◆ **Challenge**:
Collect every line in the rows below that contains the word "background".

◆ **Image object location entries**:
=-=-=

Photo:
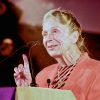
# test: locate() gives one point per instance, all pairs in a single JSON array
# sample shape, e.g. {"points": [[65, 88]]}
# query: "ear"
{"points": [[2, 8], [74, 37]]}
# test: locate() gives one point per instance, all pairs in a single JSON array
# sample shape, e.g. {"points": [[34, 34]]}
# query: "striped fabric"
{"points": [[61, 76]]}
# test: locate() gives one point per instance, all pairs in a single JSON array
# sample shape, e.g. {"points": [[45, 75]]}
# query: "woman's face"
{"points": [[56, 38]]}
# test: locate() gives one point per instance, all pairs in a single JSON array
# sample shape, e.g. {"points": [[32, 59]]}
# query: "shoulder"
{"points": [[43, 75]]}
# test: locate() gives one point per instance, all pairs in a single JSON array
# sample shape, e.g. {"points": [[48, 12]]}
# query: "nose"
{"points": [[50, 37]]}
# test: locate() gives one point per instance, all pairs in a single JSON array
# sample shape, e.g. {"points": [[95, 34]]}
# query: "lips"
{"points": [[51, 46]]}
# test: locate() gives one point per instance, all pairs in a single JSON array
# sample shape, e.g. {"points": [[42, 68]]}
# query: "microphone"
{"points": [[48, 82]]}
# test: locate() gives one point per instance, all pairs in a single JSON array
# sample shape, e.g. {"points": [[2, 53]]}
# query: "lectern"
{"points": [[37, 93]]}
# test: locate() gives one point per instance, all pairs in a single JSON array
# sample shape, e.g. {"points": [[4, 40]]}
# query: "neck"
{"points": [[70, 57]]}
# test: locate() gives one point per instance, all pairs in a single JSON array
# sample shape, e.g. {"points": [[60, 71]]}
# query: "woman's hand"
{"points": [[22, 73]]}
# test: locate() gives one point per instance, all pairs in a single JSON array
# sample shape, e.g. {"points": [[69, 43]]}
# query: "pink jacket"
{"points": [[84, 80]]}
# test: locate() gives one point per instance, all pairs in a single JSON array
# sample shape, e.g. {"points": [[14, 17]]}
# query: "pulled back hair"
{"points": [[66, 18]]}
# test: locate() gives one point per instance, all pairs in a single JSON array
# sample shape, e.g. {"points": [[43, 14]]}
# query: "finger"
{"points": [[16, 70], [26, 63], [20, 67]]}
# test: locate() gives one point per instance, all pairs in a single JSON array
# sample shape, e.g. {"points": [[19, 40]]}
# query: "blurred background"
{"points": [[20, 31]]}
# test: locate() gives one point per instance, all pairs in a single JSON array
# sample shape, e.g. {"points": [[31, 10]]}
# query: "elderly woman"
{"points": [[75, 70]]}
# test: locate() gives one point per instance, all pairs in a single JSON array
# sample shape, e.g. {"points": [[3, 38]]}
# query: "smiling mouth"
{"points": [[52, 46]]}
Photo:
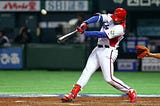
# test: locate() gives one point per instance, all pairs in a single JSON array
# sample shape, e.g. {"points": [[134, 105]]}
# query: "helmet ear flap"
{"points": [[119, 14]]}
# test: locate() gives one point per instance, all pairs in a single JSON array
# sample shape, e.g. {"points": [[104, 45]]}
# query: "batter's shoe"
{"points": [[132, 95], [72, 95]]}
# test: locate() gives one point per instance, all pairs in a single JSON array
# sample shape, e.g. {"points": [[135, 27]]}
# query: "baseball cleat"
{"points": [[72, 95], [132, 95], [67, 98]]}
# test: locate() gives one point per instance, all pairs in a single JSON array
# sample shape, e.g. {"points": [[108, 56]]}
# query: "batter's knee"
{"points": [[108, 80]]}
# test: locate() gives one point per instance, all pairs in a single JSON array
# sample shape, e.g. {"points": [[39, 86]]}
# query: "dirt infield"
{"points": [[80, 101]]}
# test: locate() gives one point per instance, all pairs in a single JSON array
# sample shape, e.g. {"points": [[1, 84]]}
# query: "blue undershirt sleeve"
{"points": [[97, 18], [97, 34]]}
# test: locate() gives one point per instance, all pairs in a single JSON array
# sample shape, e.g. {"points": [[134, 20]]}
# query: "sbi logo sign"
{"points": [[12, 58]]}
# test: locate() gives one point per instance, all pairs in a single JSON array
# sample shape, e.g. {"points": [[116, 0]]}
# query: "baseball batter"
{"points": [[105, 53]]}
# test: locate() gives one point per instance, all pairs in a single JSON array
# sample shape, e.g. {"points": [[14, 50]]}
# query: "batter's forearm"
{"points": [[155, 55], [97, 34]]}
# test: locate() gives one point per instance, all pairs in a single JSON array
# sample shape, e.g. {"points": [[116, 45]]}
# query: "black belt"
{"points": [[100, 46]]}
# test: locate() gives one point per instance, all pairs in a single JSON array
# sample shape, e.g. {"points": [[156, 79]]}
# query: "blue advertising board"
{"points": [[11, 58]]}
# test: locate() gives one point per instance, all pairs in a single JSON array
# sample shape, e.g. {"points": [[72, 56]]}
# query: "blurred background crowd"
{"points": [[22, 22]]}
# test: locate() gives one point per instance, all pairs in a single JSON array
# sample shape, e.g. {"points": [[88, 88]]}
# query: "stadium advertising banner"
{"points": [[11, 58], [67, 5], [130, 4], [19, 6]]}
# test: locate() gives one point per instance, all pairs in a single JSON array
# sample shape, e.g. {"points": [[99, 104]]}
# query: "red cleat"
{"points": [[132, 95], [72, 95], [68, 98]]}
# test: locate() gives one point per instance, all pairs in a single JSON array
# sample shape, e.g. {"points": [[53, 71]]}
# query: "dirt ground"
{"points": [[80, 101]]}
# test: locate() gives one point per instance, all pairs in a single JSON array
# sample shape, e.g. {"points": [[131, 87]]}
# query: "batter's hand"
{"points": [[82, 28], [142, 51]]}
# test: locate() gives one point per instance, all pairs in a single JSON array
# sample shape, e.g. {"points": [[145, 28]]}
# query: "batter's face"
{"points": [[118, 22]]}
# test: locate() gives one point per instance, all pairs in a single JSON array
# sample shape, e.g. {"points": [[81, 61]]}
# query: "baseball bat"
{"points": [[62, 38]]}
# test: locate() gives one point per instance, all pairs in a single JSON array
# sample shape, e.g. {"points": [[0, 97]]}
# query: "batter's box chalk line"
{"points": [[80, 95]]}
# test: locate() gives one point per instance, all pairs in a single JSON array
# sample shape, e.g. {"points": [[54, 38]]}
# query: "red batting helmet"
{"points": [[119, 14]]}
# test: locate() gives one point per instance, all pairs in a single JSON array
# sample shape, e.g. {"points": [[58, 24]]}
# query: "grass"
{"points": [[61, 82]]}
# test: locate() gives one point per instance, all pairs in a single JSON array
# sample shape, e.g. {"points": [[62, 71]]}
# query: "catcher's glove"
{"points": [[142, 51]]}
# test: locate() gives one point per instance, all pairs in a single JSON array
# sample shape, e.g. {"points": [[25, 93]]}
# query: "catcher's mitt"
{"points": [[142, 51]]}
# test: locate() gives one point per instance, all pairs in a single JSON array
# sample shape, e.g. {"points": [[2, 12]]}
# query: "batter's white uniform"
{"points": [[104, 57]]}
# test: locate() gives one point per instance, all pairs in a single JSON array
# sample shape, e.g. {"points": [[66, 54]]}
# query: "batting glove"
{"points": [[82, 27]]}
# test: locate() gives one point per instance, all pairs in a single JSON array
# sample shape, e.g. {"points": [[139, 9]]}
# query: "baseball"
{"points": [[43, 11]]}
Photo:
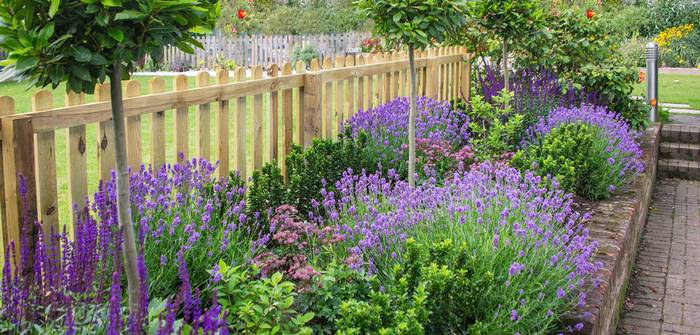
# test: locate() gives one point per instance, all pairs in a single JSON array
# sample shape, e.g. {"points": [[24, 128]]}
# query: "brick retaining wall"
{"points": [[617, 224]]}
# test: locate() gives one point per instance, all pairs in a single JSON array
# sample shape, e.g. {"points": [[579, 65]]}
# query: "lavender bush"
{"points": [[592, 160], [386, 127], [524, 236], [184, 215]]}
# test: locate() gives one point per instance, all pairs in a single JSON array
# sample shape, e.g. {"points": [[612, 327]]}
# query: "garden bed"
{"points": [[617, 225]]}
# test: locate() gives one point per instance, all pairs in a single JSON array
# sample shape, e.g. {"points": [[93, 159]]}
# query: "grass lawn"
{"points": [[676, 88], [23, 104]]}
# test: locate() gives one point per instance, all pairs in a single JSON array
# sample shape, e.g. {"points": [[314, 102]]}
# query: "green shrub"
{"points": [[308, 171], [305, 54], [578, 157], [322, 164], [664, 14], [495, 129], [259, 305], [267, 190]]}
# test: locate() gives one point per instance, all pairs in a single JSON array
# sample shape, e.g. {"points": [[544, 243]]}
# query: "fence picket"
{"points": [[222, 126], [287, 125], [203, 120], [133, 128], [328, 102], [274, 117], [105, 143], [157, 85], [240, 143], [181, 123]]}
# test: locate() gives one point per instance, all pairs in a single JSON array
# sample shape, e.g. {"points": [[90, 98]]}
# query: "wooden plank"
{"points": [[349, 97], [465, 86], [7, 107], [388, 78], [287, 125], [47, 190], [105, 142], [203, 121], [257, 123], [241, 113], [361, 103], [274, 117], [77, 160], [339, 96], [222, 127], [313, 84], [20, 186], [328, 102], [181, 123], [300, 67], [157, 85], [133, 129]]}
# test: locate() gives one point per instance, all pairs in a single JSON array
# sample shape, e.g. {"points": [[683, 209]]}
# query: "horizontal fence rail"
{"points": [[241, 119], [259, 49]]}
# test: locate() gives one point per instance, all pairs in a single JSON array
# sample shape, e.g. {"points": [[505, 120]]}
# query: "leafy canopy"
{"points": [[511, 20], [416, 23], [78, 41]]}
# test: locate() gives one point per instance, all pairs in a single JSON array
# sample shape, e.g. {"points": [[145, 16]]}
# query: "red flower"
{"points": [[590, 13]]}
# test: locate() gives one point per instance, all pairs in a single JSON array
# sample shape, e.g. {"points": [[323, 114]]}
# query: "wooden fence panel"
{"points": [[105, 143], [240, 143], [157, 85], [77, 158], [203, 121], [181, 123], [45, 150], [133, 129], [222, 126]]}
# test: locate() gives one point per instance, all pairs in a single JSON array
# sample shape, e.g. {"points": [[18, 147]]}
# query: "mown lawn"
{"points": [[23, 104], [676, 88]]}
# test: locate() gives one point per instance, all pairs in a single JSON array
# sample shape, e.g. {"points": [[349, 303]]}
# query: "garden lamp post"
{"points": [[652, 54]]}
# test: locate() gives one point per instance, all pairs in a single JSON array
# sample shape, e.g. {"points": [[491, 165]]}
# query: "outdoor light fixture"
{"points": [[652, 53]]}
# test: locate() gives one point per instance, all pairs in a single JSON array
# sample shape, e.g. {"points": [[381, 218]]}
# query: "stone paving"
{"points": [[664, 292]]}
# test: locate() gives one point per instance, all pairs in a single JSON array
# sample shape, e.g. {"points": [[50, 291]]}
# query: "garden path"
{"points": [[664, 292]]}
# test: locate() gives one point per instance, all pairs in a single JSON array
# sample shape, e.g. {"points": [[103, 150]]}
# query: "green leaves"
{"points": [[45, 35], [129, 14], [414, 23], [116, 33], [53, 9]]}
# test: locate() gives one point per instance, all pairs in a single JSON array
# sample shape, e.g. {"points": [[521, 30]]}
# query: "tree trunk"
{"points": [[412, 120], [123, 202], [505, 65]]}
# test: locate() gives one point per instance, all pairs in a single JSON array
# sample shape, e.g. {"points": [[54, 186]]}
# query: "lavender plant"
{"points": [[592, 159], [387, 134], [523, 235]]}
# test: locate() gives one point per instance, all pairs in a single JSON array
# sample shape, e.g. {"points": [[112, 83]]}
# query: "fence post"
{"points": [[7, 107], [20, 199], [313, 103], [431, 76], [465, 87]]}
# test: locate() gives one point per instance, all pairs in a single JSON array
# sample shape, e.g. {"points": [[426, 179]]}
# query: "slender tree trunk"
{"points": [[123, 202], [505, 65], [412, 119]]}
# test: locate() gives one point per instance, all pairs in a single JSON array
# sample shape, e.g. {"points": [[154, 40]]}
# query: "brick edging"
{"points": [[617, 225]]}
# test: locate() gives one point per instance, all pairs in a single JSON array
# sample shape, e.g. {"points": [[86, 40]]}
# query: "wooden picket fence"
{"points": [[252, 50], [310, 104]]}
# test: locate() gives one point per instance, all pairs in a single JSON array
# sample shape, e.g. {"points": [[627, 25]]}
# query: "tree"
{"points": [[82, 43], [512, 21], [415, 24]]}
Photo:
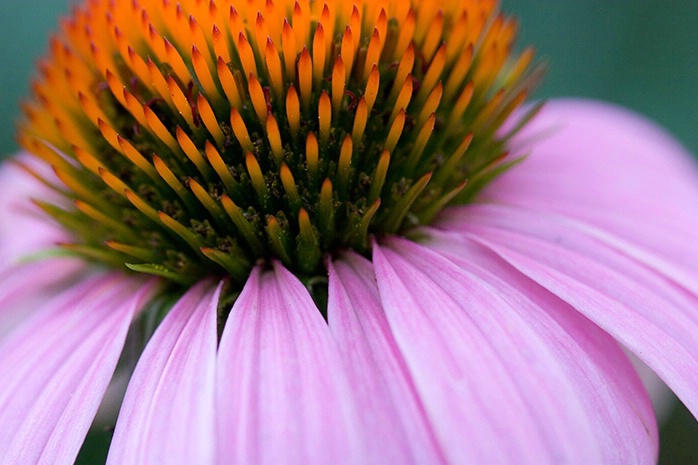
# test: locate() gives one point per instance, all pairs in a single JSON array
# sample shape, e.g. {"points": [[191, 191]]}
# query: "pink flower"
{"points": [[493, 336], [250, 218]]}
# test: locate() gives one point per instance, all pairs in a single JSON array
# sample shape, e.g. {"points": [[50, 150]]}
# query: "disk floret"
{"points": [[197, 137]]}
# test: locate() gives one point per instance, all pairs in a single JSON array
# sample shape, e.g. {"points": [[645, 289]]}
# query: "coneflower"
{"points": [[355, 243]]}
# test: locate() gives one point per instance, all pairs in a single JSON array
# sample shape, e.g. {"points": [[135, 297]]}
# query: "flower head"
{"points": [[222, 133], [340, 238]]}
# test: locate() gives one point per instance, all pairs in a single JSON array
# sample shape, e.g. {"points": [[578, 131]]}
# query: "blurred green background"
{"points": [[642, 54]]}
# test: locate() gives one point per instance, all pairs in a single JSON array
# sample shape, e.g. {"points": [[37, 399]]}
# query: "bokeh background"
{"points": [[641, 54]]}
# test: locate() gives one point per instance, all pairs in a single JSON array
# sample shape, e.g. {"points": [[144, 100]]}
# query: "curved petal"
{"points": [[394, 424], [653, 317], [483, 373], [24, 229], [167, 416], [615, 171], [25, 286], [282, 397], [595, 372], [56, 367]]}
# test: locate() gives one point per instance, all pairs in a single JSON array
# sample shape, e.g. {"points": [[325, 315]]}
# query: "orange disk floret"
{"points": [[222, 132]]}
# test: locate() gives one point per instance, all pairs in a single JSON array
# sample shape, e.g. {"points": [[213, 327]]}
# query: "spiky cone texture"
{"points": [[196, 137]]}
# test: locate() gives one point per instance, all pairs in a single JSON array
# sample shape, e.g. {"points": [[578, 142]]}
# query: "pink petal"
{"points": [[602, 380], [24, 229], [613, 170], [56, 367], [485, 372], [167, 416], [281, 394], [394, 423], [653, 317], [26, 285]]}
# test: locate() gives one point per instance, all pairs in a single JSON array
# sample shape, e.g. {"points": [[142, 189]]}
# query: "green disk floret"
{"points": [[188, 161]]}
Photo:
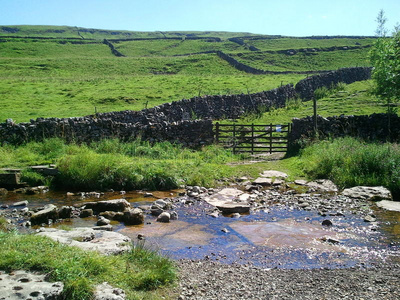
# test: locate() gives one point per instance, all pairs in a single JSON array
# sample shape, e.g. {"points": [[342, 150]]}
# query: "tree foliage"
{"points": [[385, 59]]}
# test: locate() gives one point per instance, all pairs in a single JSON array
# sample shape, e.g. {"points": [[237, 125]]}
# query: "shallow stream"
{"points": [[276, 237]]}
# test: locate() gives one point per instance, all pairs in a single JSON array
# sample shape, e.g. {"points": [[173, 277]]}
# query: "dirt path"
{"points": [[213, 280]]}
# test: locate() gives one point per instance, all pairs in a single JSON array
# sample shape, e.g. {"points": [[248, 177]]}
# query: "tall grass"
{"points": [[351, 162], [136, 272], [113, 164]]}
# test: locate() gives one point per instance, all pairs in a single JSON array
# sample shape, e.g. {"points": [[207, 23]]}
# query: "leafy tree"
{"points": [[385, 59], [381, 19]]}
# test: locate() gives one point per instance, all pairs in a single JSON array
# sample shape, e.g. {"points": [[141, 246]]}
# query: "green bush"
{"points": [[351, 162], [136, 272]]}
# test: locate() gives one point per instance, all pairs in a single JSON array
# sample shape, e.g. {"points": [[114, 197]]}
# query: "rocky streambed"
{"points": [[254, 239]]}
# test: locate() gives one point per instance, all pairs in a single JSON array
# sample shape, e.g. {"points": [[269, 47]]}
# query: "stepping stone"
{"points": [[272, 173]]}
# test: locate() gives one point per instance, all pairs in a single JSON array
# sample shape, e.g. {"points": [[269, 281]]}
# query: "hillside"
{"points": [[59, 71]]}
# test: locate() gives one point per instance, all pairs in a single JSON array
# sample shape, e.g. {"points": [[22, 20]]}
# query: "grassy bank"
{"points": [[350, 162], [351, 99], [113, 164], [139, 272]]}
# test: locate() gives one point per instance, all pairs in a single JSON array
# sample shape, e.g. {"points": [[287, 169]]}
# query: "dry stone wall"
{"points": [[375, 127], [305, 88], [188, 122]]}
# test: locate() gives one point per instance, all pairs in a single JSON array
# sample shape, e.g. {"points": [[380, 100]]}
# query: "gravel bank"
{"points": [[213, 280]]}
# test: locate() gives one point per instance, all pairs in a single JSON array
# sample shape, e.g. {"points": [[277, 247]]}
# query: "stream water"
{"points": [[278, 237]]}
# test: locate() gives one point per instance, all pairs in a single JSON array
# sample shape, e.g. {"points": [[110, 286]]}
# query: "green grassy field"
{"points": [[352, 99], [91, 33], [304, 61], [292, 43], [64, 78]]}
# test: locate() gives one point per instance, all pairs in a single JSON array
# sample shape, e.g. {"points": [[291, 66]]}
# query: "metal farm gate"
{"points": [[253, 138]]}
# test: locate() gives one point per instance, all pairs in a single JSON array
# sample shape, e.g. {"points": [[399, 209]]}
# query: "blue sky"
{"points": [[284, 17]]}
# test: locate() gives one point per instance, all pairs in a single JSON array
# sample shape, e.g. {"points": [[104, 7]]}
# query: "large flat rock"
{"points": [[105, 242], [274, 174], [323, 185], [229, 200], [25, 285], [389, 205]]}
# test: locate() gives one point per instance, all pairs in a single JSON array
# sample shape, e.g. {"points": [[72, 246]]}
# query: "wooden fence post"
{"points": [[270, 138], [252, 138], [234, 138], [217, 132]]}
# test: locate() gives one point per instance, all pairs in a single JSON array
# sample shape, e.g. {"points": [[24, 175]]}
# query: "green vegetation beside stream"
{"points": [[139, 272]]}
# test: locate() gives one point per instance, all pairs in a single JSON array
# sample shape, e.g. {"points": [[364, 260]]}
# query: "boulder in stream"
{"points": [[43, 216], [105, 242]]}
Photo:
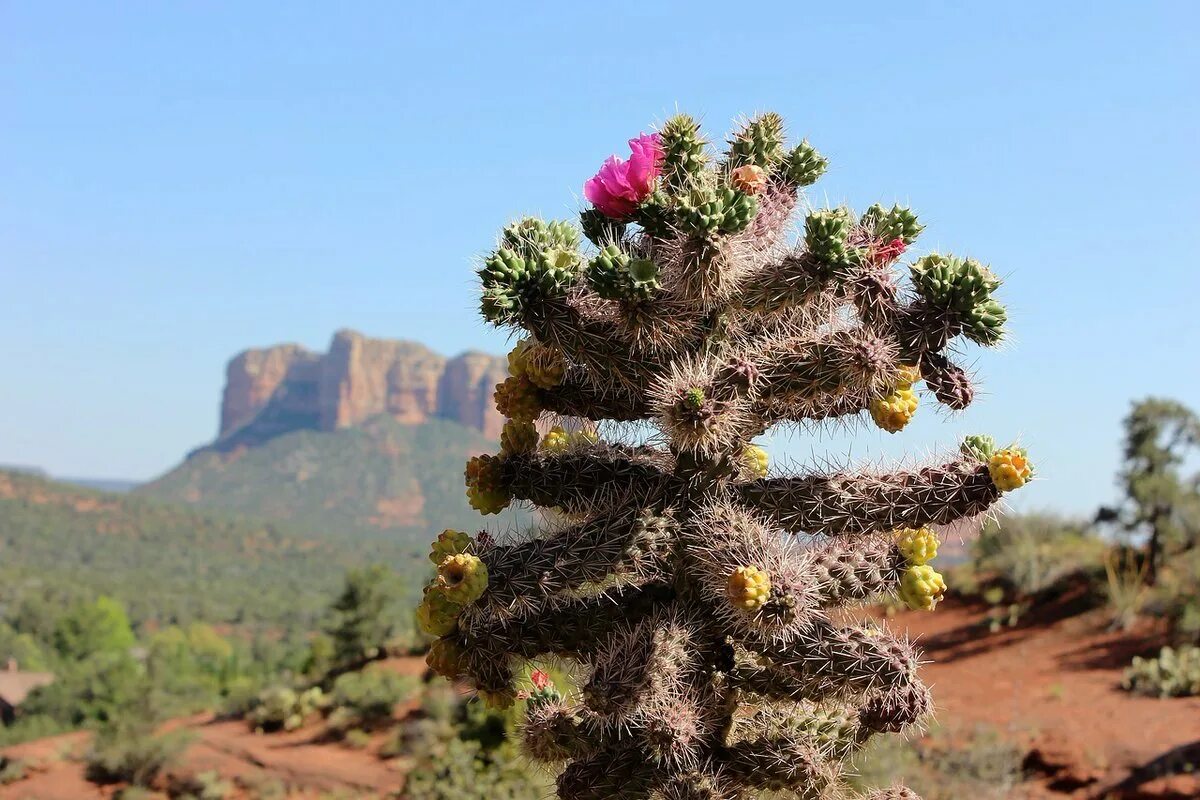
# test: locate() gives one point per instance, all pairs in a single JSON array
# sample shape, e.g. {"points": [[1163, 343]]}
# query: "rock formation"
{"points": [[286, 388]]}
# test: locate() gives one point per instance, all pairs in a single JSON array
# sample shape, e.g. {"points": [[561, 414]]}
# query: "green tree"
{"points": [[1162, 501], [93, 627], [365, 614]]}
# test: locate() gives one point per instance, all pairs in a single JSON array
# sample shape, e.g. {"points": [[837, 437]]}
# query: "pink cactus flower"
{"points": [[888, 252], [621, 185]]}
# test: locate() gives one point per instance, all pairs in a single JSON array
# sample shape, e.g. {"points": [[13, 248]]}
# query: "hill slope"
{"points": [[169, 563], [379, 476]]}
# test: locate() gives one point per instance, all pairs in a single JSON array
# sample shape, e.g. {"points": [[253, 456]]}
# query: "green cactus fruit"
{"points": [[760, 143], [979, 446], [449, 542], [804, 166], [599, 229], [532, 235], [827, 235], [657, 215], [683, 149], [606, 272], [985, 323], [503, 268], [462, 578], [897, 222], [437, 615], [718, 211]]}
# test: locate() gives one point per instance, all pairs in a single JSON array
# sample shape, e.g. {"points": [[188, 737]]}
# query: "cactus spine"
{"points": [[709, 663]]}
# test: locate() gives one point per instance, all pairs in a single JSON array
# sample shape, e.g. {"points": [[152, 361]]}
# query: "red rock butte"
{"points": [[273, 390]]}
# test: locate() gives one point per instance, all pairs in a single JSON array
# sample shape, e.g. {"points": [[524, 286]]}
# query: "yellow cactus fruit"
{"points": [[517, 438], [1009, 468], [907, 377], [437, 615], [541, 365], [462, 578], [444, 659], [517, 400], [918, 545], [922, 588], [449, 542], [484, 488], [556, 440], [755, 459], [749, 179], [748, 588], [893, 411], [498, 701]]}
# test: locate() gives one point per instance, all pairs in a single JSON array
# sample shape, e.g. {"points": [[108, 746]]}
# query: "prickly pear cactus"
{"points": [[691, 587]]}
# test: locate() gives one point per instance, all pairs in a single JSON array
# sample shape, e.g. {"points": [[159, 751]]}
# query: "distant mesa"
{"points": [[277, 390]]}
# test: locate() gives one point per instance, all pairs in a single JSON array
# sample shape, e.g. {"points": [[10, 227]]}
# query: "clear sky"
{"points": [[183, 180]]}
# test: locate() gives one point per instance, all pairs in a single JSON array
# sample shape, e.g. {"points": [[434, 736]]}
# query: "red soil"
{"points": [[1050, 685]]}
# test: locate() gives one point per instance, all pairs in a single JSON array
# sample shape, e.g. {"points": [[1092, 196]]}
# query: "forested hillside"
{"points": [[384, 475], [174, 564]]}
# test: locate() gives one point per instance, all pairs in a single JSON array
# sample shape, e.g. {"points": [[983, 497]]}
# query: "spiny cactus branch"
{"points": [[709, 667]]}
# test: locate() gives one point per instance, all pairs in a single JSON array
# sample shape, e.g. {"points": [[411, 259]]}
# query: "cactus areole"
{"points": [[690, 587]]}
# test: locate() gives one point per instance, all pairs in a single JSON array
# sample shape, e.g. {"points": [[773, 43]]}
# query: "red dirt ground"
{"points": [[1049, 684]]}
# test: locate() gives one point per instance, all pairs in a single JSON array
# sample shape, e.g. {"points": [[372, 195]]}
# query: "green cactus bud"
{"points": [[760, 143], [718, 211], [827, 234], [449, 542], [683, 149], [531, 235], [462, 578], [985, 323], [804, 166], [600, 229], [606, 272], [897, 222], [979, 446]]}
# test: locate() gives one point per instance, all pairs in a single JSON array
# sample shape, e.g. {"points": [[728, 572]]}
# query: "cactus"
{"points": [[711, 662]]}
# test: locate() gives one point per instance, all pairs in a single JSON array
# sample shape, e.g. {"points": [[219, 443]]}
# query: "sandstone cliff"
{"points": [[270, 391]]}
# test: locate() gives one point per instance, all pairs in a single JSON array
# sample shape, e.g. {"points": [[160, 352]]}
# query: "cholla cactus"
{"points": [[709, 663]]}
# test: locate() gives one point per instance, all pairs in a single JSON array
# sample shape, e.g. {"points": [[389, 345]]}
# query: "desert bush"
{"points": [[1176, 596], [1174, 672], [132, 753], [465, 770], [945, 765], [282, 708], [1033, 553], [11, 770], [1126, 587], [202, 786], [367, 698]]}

=-=-=

◆ **Output**:
# query: "blurred background"
# query: "blurred background crowd"
# query: "blurred green background"
# query: "bokeh background"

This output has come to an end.